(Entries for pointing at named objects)
══════

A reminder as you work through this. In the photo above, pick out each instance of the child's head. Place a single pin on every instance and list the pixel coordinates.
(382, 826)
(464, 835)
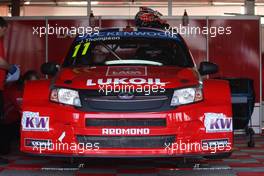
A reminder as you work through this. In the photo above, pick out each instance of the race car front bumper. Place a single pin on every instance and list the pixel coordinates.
(193, 130)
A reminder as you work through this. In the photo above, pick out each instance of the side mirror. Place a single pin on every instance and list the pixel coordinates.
(208, 68)
(49, 68)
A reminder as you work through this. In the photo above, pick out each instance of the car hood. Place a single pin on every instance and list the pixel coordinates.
(92, 77)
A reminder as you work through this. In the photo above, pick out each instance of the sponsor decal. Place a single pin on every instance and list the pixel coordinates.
(39, 143)
(129, 131)
(217, 122)
(126, 96)
(31, 121)
(127, 71)
(103, 36)
(215, 143)
(116, 81)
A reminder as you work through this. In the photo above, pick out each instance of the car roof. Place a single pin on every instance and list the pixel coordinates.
(141, 31)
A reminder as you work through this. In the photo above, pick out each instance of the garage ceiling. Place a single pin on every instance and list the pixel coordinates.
(120, 2)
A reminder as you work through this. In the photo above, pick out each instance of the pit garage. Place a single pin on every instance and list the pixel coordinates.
(132, 87)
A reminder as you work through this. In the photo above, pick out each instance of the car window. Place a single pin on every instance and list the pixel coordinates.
(129, 51)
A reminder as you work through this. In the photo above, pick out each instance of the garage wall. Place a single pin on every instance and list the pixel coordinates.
(232, 52)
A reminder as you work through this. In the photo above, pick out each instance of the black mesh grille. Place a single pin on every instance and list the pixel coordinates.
(93, 101)
(125, 122)
(127, 141)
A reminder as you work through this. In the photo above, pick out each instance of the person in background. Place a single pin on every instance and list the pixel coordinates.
(4, 67)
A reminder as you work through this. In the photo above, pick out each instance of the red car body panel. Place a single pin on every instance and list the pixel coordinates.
(187, 123)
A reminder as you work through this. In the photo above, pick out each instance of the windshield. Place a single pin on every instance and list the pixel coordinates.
(128, 51)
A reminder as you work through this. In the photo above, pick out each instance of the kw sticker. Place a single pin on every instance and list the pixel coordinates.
(217, 122)
(31, 121)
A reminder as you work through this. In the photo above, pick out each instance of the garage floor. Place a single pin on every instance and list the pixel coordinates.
(244, 162)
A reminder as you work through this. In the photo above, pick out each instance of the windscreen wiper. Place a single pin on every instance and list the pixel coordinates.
(111, 51)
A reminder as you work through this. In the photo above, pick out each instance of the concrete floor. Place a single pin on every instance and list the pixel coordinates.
(244, 162)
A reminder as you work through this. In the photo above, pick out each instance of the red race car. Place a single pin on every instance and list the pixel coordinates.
(128, 93)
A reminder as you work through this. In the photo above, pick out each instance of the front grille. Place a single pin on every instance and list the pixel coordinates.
(127, 141)
(93, 101)
(125, 122)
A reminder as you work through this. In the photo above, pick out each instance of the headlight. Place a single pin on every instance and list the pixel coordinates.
(186, 96)
(65, 96)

══════

| Your task |
Retype all of the lines above without changing anything, but omit the pictures.

| Answer to this exercise |
A reminder as you work through this. In the photo above, pick out each instance of the child's head. Place a single pin on every instance and list the pixel coordinates.
(382, 826)
(464, 835)
A reminder as you work through this. In the photo above, pick out each instance of the race car front bumper. Place a single pin on every instance and list the pixel coordinates.
(193, 130)
A reminder as you work through this. In the photo above, pick out each instance of the side mirror. Place a single pin on every instance and list the pixel coordinates.
(208, 68)
(49, 68)
A reminder as you work through this. In the photo above, pick out each instance of the car hood. Place a single pin on every instance and list the pixel coordinates.
(92, 77)
A reminder as you work through this. In the photo above, pick out each instance of the sponsor decal. Place a single pin on every instance and list the pixel coordinates.
(39, 143)
(129, 131)
(217, 122)
(126, 96)
(31, 121)
(127, 71)
(103, 36)
(215, 143)
(116, 81)
A reminder as you work through this. In the photo above, pick out each instance of the car roof. Place a single pin on every instance and list the pixel coordinates.
(141, 31)
A reminder as you work through this. In the photo above, pick out each instance of the garage ceiling. Place a single pin on every instance and list the pixel coordinates.
(120, 2)
A reminder as you work through this. In the photo above, pick out each instance of the pit garage. Place a single pin on every instance and list the pixel coordinates.
(132, 87)
A reminder as you work through this. In the photo above, pick out each instance of the car window. Place a single pin on every instance and list the pixel coordinates.
(129, 51)
A reminder as you work through this. In the photo above, pick out each instance of the garage wall. Place a single pin on every instance and list the pixel coordinates.
(232, 52)
A reminder as you work through this. In the photo above, pick out each instance of the black mesh grille. Place a single pin on every instance and list the pixel coordinates.
(93, 101)
(125, 122)
(127, 141)
A reminder as you work through this. In the photo above, pick out each instance of the person in background. Place a single pin on every instance and list the pixel coordinates.
(4, 67)
A reminder as you work through this. In the photo above, pick out each instance of the red car body panel. Place a single pin on every instance and list the pixel coordinates.
(187, 123)
A reminder as you work through this. In the photo above, pick out each instance of the windshield. Place a single pin on every instance and list the pixel coordinates.
(128, 51)
A reminder as you work through this. In the photo above, pick out each instance of the kw sticker. Place a single pin on every instance and list the pixel coordinates.
(217, 122)
(31, 121)
A reminder as you work through this. In the photo above, pick out each instance of the garage floor. Place a single pin on every instance and list the pixel coordinates.
(244, 162)
A reminder as you work through this. In the photo above, pick out each instance of the windscreen wiper. Place a single pin on every instance and list the pixel coordinates.
(111, 51)
A reminder as you work through this. In the photo above, pick out each instance of the concrete floor. Place a single pin on every instance and list the pixel coordinates.
(244, 162)
A reminder as you work through this. In the photo above, pick out each instance of the red race car. Place a single pin on every instance and list the pixel coordinates.
(128, 93)
A reminder as you work through this. In the photo above, pick out each instance of the front grille. Place a single pin on every instance and list the pixel coordinates.
(127, 141)
(93, 101)
(125, 122)
A reminder as you work through this. In the photo above, pick out each instance of the headlight. Place a single pin on every instance and list the pixel coordinates.
(186, 96)
(65, 96)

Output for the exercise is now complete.